_INSTRUCTION_: Render the stretch of the material from the line containing "the purple background" through its final line, both ends included, as a JSON list of strings with one string per line and blank lines omitted.

_EXERCISE MATERIAL_:
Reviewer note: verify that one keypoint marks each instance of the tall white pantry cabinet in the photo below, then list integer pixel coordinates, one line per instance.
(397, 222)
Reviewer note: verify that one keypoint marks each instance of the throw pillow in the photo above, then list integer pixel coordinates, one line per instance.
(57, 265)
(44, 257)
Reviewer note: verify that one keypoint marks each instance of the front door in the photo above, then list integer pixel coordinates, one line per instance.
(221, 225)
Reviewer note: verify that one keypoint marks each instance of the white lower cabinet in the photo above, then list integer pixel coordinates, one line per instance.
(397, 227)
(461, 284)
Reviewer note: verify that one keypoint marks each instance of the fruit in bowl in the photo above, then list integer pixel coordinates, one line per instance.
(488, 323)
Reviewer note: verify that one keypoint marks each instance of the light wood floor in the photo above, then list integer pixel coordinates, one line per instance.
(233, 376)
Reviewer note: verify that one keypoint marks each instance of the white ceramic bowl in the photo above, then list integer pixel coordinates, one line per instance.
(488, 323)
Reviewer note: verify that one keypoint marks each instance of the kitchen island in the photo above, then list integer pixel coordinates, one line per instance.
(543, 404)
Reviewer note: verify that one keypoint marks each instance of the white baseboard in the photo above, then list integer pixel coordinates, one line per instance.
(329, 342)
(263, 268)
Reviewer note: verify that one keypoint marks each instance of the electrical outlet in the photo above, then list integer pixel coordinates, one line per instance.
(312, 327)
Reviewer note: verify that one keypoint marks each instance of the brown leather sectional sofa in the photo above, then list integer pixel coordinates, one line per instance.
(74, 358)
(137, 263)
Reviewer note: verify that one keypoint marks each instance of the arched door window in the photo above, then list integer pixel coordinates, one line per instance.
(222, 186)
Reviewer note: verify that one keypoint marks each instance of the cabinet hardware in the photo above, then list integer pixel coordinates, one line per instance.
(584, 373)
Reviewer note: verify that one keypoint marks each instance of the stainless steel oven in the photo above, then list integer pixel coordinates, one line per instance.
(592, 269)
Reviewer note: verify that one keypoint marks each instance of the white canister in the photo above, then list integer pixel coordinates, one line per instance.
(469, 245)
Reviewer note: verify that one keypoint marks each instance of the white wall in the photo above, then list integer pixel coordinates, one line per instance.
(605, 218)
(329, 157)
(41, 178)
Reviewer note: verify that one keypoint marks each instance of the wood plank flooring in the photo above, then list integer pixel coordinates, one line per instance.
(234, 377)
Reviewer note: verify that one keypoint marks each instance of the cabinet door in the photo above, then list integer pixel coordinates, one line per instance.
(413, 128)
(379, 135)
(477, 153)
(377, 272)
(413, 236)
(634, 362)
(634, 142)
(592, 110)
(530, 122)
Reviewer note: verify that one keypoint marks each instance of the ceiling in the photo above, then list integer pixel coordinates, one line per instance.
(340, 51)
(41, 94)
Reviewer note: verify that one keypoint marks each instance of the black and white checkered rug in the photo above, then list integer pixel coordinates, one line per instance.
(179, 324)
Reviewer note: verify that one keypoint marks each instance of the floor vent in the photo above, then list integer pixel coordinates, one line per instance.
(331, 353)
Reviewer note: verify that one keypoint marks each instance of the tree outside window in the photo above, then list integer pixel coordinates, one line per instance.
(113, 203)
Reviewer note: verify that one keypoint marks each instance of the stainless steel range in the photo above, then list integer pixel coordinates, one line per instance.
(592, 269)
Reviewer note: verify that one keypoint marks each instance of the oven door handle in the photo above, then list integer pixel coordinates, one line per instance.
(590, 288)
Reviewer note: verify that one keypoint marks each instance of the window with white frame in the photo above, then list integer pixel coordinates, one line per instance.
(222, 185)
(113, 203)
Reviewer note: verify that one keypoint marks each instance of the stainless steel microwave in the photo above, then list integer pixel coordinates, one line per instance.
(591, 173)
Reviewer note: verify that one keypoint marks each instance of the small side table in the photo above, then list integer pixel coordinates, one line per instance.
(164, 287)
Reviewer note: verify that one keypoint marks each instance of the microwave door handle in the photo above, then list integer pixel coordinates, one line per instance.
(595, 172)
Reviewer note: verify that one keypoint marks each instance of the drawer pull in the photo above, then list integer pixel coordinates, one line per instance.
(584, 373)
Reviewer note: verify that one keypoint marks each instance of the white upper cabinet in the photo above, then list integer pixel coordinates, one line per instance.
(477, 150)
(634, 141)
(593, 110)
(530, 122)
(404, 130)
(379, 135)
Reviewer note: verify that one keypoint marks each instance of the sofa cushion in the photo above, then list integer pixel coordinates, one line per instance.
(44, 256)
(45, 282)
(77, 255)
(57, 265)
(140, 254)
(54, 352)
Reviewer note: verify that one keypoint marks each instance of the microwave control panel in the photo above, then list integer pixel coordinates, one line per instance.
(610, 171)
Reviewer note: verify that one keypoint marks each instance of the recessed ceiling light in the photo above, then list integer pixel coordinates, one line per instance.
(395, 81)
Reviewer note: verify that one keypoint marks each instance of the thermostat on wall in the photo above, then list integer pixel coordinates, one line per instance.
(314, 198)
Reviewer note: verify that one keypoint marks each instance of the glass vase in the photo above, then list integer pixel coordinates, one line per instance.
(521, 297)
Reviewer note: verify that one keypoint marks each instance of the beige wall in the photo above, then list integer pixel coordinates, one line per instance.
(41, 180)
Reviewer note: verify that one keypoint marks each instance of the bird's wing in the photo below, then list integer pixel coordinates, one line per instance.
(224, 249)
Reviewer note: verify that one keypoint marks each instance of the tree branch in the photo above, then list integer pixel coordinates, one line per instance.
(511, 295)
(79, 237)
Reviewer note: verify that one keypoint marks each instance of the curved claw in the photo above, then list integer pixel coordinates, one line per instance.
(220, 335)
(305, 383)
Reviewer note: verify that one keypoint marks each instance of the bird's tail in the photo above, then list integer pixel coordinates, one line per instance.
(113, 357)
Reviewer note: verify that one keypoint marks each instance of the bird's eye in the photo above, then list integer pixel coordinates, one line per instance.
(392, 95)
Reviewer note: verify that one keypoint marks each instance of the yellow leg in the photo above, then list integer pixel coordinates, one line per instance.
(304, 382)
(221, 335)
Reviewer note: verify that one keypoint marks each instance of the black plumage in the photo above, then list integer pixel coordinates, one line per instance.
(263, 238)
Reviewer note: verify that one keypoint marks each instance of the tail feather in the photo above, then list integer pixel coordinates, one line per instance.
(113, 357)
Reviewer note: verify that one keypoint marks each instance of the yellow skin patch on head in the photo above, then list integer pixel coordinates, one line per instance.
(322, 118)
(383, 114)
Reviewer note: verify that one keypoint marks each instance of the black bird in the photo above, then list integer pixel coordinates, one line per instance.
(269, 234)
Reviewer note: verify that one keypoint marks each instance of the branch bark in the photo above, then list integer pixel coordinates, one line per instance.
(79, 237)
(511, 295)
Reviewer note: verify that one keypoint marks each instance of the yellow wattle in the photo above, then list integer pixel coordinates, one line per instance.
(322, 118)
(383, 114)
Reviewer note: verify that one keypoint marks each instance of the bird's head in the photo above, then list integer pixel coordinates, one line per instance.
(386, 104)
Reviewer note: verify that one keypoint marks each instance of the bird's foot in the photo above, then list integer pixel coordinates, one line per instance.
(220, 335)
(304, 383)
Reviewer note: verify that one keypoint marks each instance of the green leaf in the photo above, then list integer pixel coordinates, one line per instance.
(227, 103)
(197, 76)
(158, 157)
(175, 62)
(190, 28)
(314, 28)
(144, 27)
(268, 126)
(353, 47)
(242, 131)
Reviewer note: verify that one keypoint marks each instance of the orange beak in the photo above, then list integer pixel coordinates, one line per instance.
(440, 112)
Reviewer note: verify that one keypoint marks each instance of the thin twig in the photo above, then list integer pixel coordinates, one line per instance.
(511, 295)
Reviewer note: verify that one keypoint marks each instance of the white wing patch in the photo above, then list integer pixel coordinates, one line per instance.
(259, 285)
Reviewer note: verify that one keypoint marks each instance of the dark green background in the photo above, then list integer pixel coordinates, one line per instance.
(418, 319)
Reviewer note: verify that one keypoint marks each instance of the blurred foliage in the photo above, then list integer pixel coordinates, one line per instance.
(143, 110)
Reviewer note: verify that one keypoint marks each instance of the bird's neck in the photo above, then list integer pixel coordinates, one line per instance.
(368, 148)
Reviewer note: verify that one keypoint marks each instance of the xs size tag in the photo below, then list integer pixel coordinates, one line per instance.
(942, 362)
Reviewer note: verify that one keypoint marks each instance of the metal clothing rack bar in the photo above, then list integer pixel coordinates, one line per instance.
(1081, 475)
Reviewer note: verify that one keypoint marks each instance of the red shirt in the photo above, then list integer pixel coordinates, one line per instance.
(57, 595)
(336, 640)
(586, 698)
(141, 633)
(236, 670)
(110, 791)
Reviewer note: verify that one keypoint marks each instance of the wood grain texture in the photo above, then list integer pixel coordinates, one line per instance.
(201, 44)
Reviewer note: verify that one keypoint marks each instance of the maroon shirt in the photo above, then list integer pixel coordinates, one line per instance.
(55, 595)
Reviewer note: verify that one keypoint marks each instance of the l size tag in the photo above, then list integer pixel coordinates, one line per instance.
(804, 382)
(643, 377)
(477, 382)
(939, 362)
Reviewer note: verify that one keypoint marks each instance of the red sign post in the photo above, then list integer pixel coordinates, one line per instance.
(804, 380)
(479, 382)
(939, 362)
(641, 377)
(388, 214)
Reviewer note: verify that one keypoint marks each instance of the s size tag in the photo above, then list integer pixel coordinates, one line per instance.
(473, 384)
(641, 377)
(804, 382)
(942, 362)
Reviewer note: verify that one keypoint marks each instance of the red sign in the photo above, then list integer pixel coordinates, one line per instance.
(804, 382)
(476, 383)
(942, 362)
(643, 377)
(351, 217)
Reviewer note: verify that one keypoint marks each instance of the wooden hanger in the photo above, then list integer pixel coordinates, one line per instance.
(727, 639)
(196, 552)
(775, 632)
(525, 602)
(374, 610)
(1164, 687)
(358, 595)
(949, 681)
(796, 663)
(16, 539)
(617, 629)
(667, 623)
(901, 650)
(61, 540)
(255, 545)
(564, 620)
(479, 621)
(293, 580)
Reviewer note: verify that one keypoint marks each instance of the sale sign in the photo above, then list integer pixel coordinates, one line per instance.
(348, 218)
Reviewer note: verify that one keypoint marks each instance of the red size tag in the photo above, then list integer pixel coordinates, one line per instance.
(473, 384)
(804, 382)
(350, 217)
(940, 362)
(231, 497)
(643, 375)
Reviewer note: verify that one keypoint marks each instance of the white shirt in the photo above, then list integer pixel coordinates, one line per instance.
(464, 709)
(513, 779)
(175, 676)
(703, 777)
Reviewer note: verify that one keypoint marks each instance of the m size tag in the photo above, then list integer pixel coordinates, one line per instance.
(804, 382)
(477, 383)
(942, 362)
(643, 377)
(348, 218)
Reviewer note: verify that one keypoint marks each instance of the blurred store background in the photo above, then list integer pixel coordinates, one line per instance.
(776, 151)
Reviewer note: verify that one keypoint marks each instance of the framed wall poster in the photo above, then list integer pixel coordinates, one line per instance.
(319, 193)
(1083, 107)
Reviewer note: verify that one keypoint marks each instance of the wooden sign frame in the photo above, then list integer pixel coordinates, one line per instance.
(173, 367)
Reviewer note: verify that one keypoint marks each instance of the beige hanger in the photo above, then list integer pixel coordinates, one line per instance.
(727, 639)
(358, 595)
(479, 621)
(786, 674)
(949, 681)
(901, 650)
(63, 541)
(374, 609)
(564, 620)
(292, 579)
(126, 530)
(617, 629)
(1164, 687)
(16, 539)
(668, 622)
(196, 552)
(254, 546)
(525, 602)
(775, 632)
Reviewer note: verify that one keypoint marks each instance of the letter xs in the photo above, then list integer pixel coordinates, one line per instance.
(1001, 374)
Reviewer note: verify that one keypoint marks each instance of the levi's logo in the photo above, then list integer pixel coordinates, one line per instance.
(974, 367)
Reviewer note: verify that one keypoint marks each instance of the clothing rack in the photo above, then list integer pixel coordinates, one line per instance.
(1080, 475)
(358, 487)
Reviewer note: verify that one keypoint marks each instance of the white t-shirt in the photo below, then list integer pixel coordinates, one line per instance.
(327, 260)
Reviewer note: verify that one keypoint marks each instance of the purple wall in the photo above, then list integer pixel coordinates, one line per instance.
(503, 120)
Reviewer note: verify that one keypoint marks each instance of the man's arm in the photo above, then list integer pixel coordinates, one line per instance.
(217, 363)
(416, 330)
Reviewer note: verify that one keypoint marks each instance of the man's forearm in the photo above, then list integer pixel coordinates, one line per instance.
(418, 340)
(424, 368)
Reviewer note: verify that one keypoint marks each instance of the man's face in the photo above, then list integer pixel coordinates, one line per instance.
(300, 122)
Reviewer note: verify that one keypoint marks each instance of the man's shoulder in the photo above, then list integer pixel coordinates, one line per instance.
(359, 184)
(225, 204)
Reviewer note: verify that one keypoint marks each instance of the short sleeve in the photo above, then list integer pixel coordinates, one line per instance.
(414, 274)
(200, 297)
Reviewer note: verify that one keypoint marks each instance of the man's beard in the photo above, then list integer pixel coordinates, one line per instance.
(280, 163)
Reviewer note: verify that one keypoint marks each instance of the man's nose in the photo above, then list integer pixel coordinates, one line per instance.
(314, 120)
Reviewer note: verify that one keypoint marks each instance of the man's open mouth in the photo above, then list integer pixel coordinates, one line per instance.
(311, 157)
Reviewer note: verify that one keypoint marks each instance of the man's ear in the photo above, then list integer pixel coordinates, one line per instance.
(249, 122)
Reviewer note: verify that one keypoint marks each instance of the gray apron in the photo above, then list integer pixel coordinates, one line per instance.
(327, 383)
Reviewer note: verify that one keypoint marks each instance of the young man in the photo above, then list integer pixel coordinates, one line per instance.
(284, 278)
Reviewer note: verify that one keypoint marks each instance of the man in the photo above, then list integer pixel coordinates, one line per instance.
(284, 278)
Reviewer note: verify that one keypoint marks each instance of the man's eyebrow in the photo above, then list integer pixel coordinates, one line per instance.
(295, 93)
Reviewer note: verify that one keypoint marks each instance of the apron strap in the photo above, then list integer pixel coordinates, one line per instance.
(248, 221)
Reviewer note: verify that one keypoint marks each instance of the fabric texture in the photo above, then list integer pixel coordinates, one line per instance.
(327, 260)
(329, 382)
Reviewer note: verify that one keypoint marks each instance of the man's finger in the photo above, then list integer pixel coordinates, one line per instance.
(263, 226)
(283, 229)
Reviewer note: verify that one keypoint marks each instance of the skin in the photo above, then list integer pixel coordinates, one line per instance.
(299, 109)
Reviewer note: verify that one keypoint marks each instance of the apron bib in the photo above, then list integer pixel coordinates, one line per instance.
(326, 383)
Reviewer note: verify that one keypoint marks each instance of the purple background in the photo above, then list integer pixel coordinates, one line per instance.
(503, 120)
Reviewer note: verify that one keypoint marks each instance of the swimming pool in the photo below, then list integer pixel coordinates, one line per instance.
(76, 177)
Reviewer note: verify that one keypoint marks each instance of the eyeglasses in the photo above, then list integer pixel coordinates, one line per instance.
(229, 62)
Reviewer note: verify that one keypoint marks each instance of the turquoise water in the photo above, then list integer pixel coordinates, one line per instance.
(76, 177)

_RIGHT ANSWER_:
[
  "Reviewer note: verify that one keypoint marks each instance of the purple background in the photo above, then list integer pixel coordinates, one line per instance.",
  "(503, 120)",
  "Reviewer note: verify that one keypoint marks each instance of the swimming pool in the photo below, then list integer pixel coordinates, one line per instance.",
  "(76, 177)",
  "Reviewer note: verify that one keypoint marks each instance of the eyeglasses in the photo above, then list integer pixel coordinates, one line per instance.",
  "(229, 62)",
  "Reviewer note: verify that one keypoint marks each instance of the turquoise water in the photo above, then list integer pixel coordinates, one line per instance.",
  "(76, 177)"
]